### TASK INSTRUCTIONS:
Count the lines in the entries below that contain the string "vegetation", treating uppercase and lowercase as different. Reply with the number alone.

### LISTED ENTRIES:
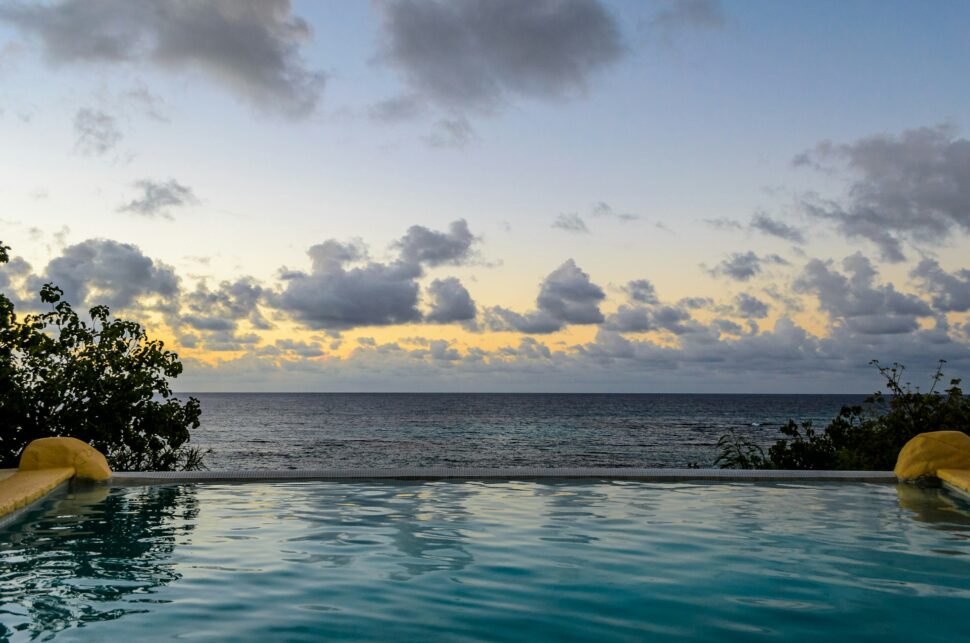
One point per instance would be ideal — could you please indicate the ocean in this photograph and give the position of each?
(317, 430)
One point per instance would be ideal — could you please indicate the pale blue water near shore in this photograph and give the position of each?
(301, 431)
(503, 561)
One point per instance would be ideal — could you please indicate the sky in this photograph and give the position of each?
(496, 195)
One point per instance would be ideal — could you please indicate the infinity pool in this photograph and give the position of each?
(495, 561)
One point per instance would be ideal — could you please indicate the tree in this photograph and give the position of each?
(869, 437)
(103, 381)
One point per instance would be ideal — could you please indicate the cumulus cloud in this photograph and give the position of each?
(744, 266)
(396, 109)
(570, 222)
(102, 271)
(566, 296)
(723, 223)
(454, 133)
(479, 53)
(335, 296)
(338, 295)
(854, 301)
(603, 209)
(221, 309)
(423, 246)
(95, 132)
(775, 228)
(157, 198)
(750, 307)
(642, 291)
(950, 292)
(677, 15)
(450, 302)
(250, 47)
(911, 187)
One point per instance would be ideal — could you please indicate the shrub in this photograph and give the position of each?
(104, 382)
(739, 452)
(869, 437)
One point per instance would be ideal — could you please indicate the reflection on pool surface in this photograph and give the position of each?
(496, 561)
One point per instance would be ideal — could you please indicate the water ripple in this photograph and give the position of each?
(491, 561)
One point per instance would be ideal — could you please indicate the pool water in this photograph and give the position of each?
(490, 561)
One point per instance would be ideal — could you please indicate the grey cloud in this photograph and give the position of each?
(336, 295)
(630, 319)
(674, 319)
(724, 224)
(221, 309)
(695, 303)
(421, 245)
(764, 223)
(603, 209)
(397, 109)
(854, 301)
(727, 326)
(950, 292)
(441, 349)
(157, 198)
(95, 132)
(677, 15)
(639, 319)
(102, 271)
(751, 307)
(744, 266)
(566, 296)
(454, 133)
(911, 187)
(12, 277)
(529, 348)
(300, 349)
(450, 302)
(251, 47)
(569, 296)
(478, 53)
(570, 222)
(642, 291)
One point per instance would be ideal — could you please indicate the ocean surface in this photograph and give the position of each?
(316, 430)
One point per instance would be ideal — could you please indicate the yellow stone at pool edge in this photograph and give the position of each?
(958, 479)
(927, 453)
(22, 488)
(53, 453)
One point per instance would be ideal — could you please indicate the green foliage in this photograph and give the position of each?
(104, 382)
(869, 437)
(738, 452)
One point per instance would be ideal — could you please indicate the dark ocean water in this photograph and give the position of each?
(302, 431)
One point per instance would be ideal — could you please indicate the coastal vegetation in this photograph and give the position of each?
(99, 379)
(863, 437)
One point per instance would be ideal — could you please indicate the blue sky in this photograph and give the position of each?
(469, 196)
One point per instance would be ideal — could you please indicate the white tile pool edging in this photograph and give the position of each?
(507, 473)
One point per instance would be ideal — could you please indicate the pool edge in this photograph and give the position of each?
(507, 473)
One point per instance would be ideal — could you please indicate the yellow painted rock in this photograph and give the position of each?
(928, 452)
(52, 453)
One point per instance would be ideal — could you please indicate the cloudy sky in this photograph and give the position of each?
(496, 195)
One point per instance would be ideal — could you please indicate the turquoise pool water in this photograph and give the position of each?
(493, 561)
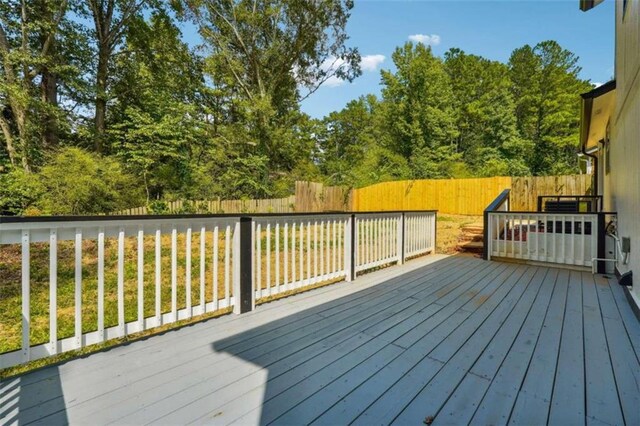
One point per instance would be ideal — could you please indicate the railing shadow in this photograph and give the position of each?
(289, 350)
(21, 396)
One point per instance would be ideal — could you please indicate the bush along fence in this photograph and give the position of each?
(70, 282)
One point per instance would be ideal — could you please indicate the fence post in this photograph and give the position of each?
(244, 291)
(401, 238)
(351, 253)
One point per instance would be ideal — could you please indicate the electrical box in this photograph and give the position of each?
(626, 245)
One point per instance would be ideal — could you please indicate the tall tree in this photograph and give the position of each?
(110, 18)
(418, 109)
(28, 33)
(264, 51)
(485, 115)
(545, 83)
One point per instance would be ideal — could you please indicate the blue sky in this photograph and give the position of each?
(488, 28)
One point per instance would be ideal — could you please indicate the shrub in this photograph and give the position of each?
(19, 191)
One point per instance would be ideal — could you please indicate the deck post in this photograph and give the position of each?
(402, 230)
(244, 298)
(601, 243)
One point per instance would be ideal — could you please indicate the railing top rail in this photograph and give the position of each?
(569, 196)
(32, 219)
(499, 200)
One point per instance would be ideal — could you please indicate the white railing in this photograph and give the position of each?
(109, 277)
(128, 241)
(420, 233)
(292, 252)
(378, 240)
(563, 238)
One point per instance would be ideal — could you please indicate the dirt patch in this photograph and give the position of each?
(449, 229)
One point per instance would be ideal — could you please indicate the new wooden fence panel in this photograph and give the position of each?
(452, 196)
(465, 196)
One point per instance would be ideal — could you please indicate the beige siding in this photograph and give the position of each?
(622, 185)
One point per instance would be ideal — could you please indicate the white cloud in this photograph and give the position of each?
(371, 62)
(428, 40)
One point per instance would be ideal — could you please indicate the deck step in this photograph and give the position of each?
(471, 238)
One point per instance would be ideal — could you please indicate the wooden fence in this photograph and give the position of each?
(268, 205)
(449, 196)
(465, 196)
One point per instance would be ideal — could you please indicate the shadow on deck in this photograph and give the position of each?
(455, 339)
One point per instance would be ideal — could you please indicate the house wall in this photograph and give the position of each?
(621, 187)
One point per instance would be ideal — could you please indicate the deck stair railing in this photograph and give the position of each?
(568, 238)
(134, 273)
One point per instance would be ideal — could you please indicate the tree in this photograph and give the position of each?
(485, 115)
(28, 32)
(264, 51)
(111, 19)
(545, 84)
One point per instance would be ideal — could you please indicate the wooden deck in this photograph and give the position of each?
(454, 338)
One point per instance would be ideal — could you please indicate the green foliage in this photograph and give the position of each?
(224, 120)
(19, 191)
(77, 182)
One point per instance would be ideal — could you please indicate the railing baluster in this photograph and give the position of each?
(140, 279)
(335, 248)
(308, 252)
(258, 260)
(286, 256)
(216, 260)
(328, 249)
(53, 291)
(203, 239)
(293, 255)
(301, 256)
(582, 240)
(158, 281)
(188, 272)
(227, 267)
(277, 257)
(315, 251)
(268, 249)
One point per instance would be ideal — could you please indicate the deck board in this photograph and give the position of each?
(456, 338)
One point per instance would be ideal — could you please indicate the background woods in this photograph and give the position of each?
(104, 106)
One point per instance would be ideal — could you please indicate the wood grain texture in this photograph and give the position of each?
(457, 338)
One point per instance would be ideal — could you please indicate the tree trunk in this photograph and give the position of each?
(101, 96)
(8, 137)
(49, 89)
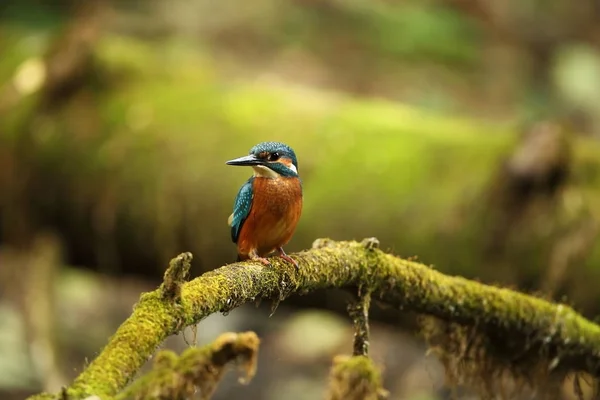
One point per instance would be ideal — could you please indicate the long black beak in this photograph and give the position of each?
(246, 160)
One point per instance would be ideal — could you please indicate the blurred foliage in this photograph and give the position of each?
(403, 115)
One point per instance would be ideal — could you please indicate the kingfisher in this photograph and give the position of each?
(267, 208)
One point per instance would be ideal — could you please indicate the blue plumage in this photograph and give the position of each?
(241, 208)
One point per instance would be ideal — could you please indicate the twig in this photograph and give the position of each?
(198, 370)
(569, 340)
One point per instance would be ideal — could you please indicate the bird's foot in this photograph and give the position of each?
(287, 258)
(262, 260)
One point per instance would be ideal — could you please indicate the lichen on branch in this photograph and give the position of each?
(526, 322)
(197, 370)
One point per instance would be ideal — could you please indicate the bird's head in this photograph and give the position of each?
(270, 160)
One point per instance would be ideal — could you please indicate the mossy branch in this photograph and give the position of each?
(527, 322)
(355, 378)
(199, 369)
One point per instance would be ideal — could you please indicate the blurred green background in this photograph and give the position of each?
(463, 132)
...
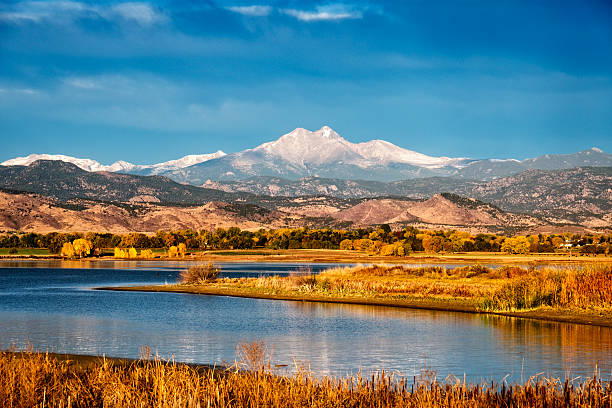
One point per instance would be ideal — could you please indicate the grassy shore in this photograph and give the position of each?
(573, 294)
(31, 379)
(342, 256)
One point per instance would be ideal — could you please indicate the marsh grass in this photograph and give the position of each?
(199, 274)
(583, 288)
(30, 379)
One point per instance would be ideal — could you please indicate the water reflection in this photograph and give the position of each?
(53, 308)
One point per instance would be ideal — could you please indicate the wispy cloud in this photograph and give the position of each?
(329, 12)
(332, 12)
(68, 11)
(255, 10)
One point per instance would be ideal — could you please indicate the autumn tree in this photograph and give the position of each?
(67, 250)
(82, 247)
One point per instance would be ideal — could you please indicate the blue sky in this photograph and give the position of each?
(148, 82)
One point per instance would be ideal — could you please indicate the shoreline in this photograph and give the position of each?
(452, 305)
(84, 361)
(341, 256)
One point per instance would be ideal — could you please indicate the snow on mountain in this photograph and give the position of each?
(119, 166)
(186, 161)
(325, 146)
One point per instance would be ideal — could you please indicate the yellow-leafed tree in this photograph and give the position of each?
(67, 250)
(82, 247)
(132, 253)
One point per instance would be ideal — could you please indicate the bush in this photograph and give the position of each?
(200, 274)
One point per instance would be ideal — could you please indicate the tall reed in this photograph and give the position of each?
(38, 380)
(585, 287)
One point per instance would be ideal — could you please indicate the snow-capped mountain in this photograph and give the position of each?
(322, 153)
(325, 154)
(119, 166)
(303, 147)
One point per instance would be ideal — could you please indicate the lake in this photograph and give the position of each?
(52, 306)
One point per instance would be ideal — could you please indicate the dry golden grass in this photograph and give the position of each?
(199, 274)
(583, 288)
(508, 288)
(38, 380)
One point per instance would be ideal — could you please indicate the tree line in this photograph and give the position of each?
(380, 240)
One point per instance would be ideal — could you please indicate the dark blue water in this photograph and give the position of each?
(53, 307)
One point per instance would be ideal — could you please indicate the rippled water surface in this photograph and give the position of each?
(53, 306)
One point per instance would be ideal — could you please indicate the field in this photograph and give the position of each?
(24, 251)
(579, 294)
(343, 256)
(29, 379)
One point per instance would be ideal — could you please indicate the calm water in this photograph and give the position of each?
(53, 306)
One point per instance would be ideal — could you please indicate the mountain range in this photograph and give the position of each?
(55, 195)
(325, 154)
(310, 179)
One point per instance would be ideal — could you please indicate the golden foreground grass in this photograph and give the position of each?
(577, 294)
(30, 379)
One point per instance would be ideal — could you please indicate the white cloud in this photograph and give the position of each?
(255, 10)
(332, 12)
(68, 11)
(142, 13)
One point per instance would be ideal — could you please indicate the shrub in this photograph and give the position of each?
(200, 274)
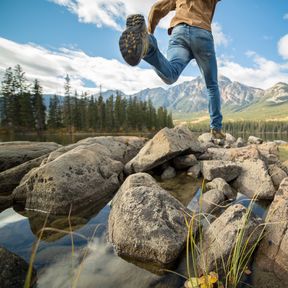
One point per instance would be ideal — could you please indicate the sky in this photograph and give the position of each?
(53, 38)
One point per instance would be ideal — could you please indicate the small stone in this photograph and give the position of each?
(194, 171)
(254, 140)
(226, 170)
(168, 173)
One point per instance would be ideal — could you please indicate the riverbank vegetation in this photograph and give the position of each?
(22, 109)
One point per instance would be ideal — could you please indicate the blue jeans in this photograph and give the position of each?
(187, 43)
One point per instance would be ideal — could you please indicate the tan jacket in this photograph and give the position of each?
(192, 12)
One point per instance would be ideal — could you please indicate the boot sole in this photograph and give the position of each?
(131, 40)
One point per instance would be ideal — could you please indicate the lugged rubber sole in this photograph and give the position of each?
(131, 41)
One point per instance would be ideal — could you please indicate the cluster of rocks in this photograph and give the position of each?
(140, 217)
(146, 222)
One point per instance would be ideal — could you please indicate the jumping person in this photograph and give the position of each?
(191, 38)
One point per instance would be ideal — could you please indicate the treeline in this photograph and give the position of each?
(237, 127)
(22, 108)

### TASK RESPONSE:
2